WORK ORDER
Omitting every picture, output the records below exactly, please.

Natural language region descriptions
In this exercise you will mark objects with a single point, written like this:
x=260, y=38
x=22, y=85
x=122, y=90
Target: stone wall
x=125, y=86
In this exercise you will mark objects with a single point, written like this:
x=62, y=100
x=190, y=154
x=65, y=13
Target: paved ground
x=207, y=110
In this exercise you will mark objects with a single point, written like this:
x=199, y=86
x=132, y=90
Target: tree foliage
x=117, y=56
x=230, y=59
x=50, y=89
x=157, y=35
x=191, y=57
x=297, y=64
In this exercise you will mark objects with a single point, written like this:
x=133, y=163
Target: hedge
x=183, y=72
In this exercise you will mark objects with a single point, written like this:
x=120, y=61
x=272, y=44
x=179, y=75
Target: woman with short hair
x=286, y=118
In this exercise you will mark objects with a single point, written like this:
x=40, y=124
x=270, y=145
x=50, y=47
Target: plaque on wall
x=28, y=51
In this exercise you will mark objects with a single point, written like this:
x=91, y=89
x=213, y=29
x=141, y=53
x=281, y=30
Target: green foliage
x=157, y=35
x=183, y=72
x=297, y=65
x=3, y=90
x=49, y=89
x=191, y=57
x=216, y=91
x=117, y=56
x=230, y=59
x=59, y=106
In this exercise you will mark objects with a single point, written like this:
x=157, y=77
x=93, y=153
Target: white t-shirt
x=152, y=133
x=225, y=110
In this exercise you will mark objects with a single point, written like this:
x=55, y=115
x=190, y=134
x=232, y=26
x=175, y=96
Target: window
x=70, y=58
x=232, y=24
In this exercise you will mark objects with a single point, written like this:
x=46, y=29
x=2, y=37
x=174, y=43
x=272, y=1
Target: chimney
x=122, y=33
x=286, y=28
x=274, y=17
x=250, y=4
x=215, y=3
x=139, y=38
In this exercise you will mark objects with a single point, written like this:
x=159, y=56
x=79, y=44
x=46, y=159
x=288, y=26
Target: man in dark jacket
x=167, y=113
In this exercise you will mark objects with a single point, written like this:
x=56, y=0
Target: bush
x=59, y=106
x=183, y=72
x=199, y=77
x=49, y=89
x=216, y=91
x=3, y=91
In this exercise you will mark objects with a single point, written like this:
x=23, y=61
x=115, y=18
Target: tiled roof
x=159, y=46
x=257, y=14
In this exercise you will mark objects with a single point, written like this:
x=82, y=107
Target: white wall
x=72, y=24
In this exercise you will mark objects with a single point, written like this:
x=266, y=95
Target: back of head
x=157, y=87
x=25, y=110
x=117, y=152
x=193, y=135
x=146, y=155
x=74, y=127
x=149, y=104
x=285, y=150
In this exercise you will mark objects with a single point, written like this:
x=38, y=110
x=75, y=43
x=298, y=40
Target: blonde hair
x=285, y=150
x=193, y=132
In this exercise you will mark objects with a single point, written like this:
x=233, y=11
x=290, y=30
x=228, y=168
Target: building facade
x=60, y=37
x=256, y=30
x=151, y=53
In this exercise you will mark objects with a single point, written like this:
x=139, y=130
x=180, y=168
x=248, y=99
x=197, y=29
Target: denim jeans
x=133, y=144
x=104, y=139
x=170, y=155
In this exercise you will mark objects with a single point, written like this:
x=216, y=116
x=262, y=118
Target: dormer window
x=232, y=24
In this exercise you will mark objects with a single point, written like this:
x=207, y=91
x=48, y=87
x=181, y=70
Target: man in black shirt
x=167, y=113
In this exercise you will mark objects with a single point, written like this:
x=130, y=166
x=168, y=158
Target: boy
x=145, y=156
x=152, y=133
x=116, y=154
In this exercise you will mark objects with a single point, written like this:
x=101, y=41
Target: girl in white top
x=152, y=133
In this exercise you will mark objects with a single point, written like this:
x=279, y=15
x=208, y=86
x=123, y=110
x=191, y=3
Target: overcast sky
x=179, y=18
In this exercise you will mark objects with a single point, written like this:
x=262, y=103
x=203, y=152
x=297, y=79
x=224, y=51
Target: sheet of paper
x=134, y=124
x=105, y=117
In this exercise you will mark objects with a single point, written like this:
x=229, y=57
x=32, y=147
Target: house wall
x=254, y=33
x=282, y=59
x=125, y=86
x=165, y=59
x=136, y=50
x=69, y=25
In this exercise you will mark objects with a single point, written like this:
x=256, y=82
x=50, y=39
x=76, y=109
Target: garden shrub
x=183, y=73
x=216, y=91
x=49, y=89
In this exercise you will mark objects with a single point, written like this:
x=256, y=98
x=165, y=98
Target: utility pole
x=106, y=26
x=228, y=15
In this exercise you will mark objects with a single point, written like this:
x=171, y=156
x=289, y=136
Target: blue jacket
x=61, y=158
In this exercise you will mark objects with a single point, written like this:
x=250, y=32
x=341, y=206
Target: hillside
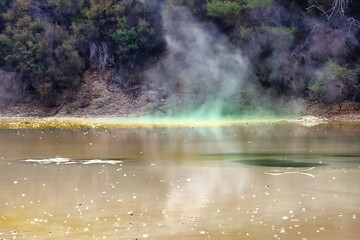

TASK RESULT
In this exercise you will mark objects with a single point, written like this:
x=260, y=38
x=22, y=85
x=122, y=90
Target: stone wall
x=125, y=86
In this exercise you will mark objects with a single point, written like this:
x=62, y=100
x=190, y=154
x=65, y=13
Target: paved ground
x=207, y=110
In this exercise you will mark objects with a single point, written like this:
x=199, y=86
x=132, y=90
Target: tree foliage
x=117, y=56
x=230, y=59
x=50, y=89
x=157, y=35
x=191, y=57
x=297, y=64
In this exercise you will mark objects with a single point, written like this:
x=133, y=163
Target: hedge
x=183, y=72
In this exercise you will mark objects with a single point, written like this:
x=120, y=61
x=272, y=44
x=179, y=75
Target: woman with short hair
x=286, y=118
In this exercise you will mark objects with a single point, written like this:
x=40, y=124
x=270, y=145
x=50, y=47
Target: plaque on wall
x=28, y=51
In this exercise you will mark objects with a single point, written like this:
x=91, y=89
x=213, y=29
x=141, y=53
x=281, y=30
Target: green foliage
x=157, y=35
x=183, y=72
x=297, y=65
x=3, y=90
x=49, y=89
x=191, y=57
x=216, y=91
x=117, y=56
x=230, y=59
x=59, y=106
In this exercise you will mark objects with a single point, written like this:
x=157, y=77
x=93, y=153
Target: white t-shirt
x=152, y=133
x=225, y=110
In this exercise you will mark objects with a single point, written like this:
x=55, y=115
x=190, y=134
x=232, y=26
x=175, y=96
Target: window
x=70, y=58
x=232, y=24
In this exercise you will mark objects with a single point, written like this:
x=46, y=29
x=2, y=37
x=174, y=43
x=272, y=1
Target: chimney
x=122, y=33
x=286, y=28
x=274, y=17
x=250, y=4
x=215, y=3
x=139, y=38
In this exercise you will mark objects with a single point, written like this:
x=159, y=56
x=79, y=44
x=46, y=159
x=288, y=26
Target: man in dark jacket
x=167, y=113
In this exercise you will mark objects with a single point, written like this:
x=56, y=0
Target: bush
x=59, y=106
x=183, y=72
x=199, y=77
x=49, y=89
x=216, y=91
x=3, y=91
In this exercise you will mark objects with a single point, written like this:
x=23, y=61
x=115, y=18
Target: tiled roof
x=159, y=46
x=257, y=14
In this exercise you will mark objects with a single point, written like this:
x=82, y=107
Target: white wall
x=72, y=24
In this exercise you will mark objects with a single point, written like this:
x=266, y=95
Target: back of head
x=157, y=87
x=25, y=110
x=117, y=152
x=193, y=135
x=146, y=155
x=74, y=127
x=149, y=104
x=285, y=150
In this exercise you will mark objects with a single point, written like this:
x=38, y=110
x=75, y=43
x=298, y=40
Target: blonde hair
x=285, y=150
x=193, y=132
In this exercise you will mark objects with a single point, written like this:
x=233, y=11
x=290, y=30
x=228, y=168
Target: building facade
x=60, y=37
x=256, y=30
x=151, y=53
In this exercise you will mark objects with a single point, written like this:
x=139, y=130
x=180, y=168
x=248, y=99
x=197, y=29
Target: denim jeans
x=133, y=144
x=104, y=139
x=170, y=155
In this exercise you will mark objects with a single point, written like this:
x=216, y=116
x=262, y=118
Target: dormer window
x=232, y=24
In this exercise you will mark objects with a single point, written like this:
x=207, y=91
x=48, y=87
x=181, y=70
Target: man in black shirt
x=167, y=113
In this exercise you will mark objects with a single point, written like this:
x=130, y=166
x=168, y=158
Target: boy
x=145, y=156
x=152, y=133
x=116, y=154
In this exercise you will mark objects with a single point, written like this:
x=101, y=41
Target: girl in white top
x=152, y=133
In this exercise you will mark objects with a single point, written like this:
x=279, y=15
x=208, y=86
x=123, y=110
x=191, y=3
Target: overcast sky
x=179, y=18
In this exercise you will mark objects with a single point, written like this:
x=262, y=103
x=203, y=152
x=297, y=79
x=224, y=51
Target: sheet of paper
x=134, y=124
x=105, y=117
In this exercise you will mark objects with a single point, written like this:
x=229, y=57
x=32, y=147
Target: house wall
x=254, y=33
x=282, y=59
x=125, y=86
x=165, y=59
x=136, y=50
x=69, y=25
In this exercise you will mark objects with a single point, written like this:
x=256, y=82
x=50, y=39
x=76, y=109
Target: garden shrub
x=183, y=73
x=216, y=91
x=49, y=89
In this exercise you will mark objects with a single point, written like this:
x=256, y=98
x=165, y=98
Target: utility pole
x=106, y=26
x=228, y=15
In this exercise you will mark objects with a single point, written like this:
x=171, y=156
x=289, y=136
Target: blue jacket
x=61, y=158
In this exercise you will mark objects with a single point, written like this:
x=250, y=32
x=341, y=206
Target: hillside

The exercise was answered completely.